--- start RECORD EXCERPTS ---

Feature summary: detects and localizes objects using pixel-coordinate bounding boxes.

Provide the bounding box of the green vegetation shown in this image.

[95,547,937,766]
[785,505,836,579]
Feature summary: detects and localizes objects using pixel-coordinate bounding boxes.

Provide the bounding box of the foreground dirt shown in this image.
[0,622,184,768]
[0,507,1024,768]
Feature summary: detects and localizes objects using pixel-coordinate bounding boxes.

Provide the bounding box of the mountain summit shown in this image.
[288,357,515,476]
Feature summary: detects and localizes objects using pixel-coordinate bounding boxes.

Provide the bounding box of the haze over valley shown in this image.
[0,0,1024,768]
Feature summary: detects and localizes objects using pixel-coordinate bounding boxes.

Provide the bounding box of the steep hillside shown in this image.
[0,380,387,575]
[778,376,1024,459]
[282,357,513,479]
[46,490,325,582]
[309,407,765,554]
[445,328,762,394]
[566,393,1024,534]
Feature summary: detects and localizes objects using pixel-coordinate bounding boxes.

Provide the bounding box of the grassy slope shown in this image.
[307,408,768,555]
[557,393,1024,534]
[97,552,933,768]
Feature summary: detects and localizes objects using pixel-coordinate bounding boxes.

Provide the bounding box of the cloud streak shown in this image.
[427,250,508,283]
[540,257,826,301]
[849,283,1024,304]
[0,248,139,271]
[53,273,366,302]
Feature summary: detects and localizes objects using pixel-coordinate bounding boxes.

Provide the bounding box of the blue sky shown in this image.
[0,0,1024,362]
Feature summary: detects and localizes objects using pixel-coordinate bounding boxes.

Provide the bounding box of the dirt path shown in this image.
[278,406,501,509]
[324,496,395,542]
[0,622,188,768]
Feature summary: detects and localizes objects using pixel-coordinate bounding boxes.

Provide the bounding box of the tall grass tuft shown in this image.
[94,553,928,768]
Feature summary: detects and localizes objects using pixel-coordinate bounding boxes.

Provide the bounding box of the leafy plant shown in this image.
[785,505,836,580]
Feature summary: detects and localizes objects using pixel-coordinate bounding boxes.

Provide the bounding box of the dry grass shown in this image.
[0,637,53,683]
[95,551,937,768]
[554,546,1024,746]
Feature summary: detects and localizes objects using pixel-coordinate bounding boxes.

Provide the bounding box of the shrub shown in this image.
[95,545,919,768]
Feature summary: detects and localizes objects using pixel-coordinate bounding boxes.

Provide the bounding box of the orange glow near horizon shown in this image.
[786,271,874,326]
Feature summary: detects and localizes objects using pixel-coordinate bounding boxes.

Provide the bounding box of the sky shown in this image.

--- end RECORD EXCERPTS ---

**WHAT TO PRODUCE**
Rewrite the material starting at its first line and ending at the line containing "[0,0,1024,768]", both included, with the requests kept unchanged. Multiply every bounding-box coordinate in the answers by 2.35 and round each result to a whole number, with halves rounded up.

**EXERCISE RESPONSE**
Feature summary: detects and localizes objects using pixel-coordinate bounding boxes.

Provide the bounding box of the green vegetation shown in this image.

[223,1285,2202,1800]
[1845,1187,1965,1361]
Feature summary: detects and localizes objects using pixel-coordinate bounding boxes.

Provide the bounding box of the foreground dirt shown in this image.
[0,1462,432,1805]
[0,1191,2406,1805]
Feature summary: detects and localizes objects using pixel-coordinate bounding boxes.

Provide the bounding box of the mountain summit shown in this image.
[677,839,1210,1119]
Feature summary: detects and localizes objects using pixel-coordinate bounding boxes.

Provide the bounding box of the haze over valley shown in this image.
[0,0,2406,1805]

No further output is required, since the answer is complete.